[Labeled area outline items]
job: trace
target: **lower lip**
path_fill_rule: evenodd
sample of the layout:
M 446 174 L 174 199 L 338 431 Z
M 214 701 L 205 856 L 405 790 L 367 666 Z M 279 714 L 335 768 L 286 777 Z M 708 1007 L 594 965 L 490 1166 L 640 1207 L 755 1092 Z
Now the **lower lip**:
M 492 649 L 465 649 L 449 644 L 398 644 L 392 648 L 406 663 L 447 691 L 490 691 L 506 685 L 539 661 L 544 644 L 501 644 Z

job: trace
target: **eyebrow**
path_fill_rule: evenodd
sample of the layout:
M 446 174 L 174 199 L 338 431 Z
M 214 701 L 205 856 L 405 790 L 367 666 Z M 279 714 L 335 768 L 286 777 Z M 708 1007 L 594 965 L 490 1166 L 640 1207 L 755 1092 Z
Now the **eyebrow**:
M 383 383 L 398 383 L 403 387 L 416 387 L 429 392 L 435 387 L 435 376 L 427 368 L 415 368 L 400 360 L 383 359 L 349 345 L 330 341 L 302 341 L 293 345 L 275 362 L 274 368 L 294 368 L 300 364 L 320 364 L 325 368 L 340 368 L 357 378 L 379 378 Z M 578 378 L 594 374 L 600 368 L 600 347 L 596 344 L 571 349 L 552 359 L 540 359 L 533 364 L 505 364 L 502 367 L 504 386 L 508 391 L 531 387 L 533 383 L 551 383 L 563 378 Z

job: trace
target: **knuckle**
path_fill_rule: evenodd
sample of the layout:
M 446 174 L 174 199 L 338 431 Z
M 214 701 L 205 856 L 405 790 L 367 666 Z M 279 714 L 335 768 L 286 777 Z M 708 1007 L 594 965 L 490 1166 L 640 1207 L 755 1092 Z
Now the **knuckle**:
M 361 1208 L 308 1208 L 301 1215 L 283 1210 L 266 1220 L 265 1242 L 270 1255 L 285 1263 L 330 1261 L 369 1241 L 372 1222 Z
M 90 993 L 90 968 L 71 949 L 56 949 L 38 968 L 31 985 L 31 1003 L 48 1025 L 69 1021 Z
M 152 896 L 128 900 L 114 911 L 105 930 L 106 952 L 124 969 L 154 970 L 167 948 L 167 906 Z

- Written problem -
Lay out the lines of the records above as a JSON list of strings, one string per line with blank lines omitted. Begin at the first line and continue through the line containing "M 492 649 L", and include no other lines.

- Response to this exercise -
[
  "job: trace",
  "target: **lower lip**",
  "path_fill_rule: evenodd",
  "sample of the layout:",
  "M 446 174 L 174 199 L 338 431 Z",
  "M 214 701 L 205 856 L 405 790 L 367 666 Z M 279 714 L 335 768 L 286 777 Z M 708 1007 L 594 965 L 490 1166 L 640 1207 L 755 1092 Z",
  "Now the **lower lip**:",
  "M 492 649 L 465 649 L 449 644 L 398 644 L 392 648 L 406 663 L 447 691 L 490 691 L 506 685 L 539 661 L 544 644 L 501 644 Z"
]